• Data extract:
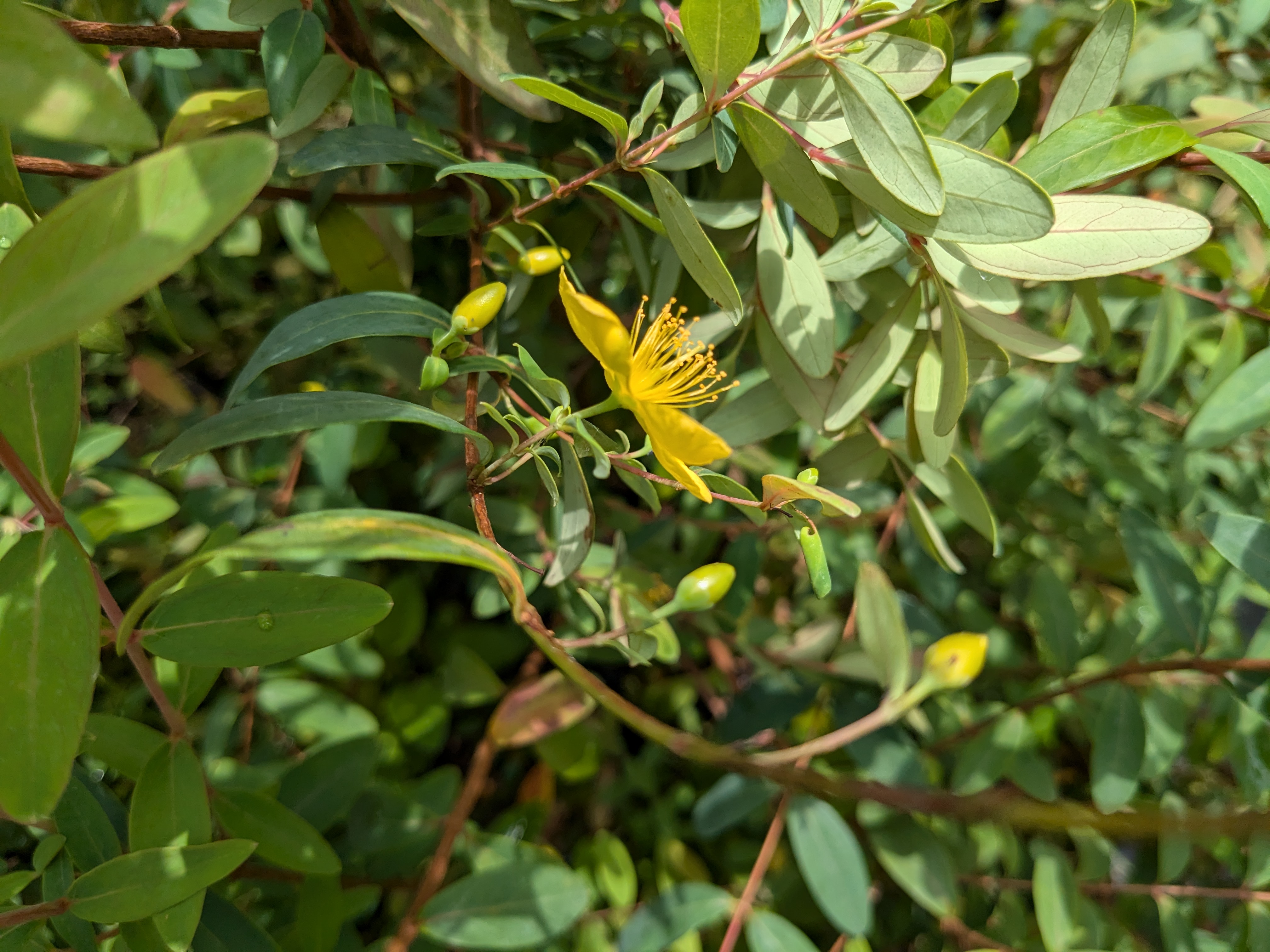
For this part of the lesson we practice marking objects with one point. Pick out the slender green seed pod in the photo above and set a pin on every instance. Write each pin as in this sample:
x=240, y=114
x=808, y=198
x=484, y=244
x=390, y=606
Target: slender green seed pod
x=817, y=565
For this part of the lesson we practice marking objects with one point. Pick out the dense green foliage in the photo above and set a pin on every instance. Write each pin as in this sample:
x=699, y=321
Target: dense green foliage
x=366, y=584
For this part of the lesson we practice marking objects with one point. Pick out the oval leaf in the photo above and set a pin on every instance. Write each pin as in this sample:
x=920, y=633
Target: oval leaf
x=261, y=617
x=110, y=242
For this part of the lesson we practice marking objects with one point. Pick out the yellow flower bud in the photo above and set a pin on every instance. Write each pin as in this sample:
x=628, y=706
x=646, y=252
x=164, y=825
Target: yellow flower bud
x=479, y=308
x=703, y=588
x=956, y=660
x=543, y=261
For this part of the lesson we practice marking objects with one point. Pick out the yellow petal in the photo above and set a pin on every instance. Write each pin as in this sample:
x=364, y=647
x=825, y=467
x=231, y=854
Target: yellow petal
x=599, y=329
x=680, y=441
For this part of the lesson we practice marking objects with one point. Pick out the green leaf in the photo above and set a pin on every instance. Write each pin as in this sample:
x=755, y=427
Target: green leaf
x=373, y=102
x=675, y=913
x=919, y=862
x=577, y=521
x=261, y=617
x=1013, y=418
x=91, y=840
x=990, y=291
x=769, y=932
x=295, y=413
x=1166, y=581
x=883, y=637
x=484, y=40
x=290, y=50
x=1094, y=76
x=785, y=166
x=832, y=864
x=722, y=38
x=511, y=907
x=874, y=361
x=1240, y=405
x=1056, y=899
x=983, y=68
x=758, y=414
x=143, y=883
x=49, y=648
x=1164, y=347
x=1052, y=617
x=690, y=242
x=364, y=145
x=1018, y=338
x=323, y=787
x=807, y=395
x=931, y=536
x=983, y=112
x=985, y=199
x=963, y=494
x=205, y=113
x=855, y=256
x=321, y=89
x=923, y=408
x=284, y=837
x=611, y=121
x=1095, y=236
x=729, y=802
x=498, y=171
x=954, y=366
x=1119, y=744
x=888, y=139
x=1249, y=176
x=110, y=242
x=225, y=930
x=1101, y=144
x=121, y=744
x=632, y=207
x=375, y=314
x=1243, y=541
x=796, y=296
x=54, y=91
x=41, y=421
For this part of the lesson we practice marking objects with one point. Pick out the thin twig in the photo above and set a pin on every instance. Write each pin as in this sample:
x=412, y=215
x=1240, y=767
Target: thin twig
x=756, y=876
x=478, y=772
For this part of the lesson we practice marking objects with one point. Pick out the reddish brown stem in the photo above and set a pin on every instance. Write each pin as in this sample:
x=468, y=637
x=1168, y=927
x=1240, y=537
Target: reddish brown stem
x=478, y=772
x=30, y=915
x=40, y=166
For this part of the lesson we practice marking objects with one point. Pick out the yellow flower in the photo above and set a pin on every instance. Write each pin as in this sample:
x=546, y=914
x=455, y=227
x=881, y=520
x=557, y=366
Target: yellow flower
x=656, y=376
x=956, y=660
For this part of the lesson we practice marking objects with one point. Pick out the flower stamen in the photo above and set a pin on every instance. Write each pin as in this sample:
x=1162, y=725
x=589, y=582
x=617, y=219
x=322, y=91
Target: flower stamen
x=668, y=367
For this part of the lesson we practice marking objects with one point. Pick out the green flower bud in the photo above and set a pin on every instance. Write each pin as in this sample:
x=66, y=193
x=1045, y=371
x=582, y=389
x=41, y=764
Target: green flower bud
x=543, y=261
x=817, y=565
x=956, y=660
x=704, y=587
x=479, y=308
x=435, y=374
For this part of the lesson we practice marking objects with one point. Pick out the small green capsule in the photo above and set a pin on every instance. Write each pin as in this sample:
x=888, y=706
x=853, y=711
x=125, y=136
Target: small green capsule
x=543, y=261
x=703, y=588
x=817, y=567
x=435, y=374
x=479, y=308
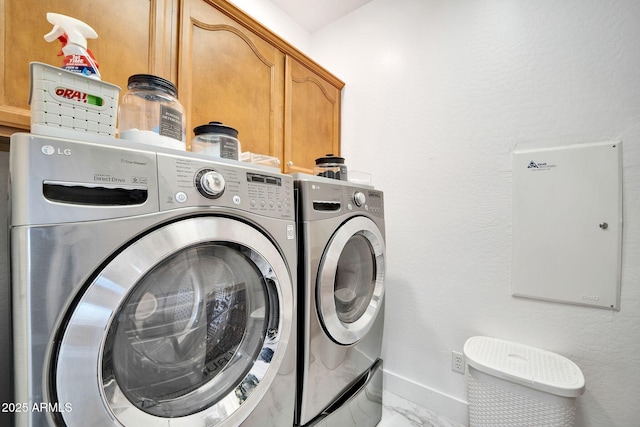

• Activity:
Return every entry above exactly. Pictures stay out.

• The completed task:
For this part of the lesson we practice marking objects with one point. Pick out the slender green seed pod in the photo above and set a pin on every instance. Write each pin as in this sample:
x=240, y=114
x=808, y=198
x=484, y=244
x=390, y=606
Target: slender green seed pod
x=817, y=565
For this part of the lesson we practice marking objects with one point. Pick out the dense green foliage in the photo above and set a pin on every instance. Write each pin as in this sample:
x=699, y=321
Target: dense green foliage
x=366, y=584
For this part of the lesson we practice marking objects with one point. Pick out the oval leaf in the photo above and set a pin on every instance. Write each pin as in this sample:
x=920, y=633
Target: oval leaf
x=261, y=617
x=110, y=242
For this part of the lesson we practice marking objects with one point. Pick out the yellow flower bud in the photo above and set a pin on every instance. Write each pin as in this sample:
x=628, y=706
x=646, y=252
x=164, y=825
Target: yellow flower bud
x=479, y=308
x=703, y=588
x=956, y=660
x=543, y=261
For this part of the lesson we practice marking objects with one point. Pick out the yellow petal in the photo above and set a pin on every instance. Write each pin as in this sample:
x=364, y=647
x=825, y=467
x=231, y=854
Target: yellow petal
x=599, y=329
x=680, y=441
For this part of the lesson we practice marking objects with one point. Pick out the green leaf in the photo above and set a pin on every instance. Write each pin as in this sample:
x=755, y=427
Target: green leaf
x=373, y=102
x=675, y=913
x=919, y=862
x=577, y=521
x=261, y=617
x=1013, y=418
x=91, y=840
x=990, y=291
x=769, y=932
x=295, y=413
x=1166, y=581
x=883, y=637
x=484, y=40
x=290, y=50
x=1094, y=76
x=785, y=166
x=832, y=864
x=722, y=38
x=511, y=907
x=874, y=361
x=1240, y=405
x=1056, y=899
x=983, y=68
x=758, y=414
x=143, y=883
x=49, y=648
x=1164, y=347
x=1052, y=617
x=690, y=242
x=364, y=145
x=1018, y=338
x=323, y=787
x=807, y=395
x=931, y=536
x=983, y=112
x=985, y=199
x=963, y=494
x=205, y=113
x=855, y=256
x=321, y=89
x=923, y=408
x=284, y=837
x=611, y=121
x=1095, y=236
x=729, y=802
x=498, y=171
x=954, y=366
x=1119, y=744
x=888, y=139
x=1249, y=176
x=110, y=242
x=225, y=930
x=1101, y=144
x=121, y=744
x=632, y=207
x=375, y=314
x=1243, y=541
x=796, y=296
x=54, y=91
x=41, y=421
For this part of the lesson we practice marking objects with one point. Pick out the thin twig in the photo above and set a pin on every instance. Write each pin as in this sample:
x=412, y=215
x=1240, y=767
Target: thin twig
x=756, y=876
x=478, y=772
For this part of the lesson we practice marking objects with one point. Pick out the reddish brown stem in the photo above and set a pin on every instance. Write each pin as in this sample:
x=468, y=637
x=1168, y=927
x=1240, y=537
Target: reddish brown stem
x=478, y=772
x=30, y=915
x=40, y=166
For this part of the lesson we practice marking objects with one point. Pick out the yellow flower in the photo above and set a pin on every instance. Write each pin as in this sample:
x=546, y=914
x=455, y=227
x=881, y=520
x=557, y=366
Target: yellow flower
x=656, y=376
x=956, y=660
For this part of the lesson we practice marking objects with one point. Pick out the flower stamen in the photo above and set a pin on every instance. Write each pin as in this sample:
x=1162, y=725
x=589, y=582
x=617, y=219
x=322, y=91
Target: flower stamen
x=668, y=367
For this part of the lesson we practice marking objects with one point. Pick out the green flower bud in the photo above and set a pin on every instance. Write each pin as in this sample:
x=66, y=193
x=1045, y=371
x=582, y=389
x=41, y=764
Target: green flower bud
x=543, y=261
x=817, y=565
x=956, y=660
x=704, y=587
x=479, y=308
x=435, y=374
For this part of the lesson we practice marking objects with one point. Pick out the small green capsule in the photo above and set a pin on every instance. Write each pin as in this sample:
x=888, y=706
x=853, y=711
x=125, y=136
Target: small green capsule
x=543, y=261
x=703, y=588
x=817, y=567
x=435, y=374
x=479, y=308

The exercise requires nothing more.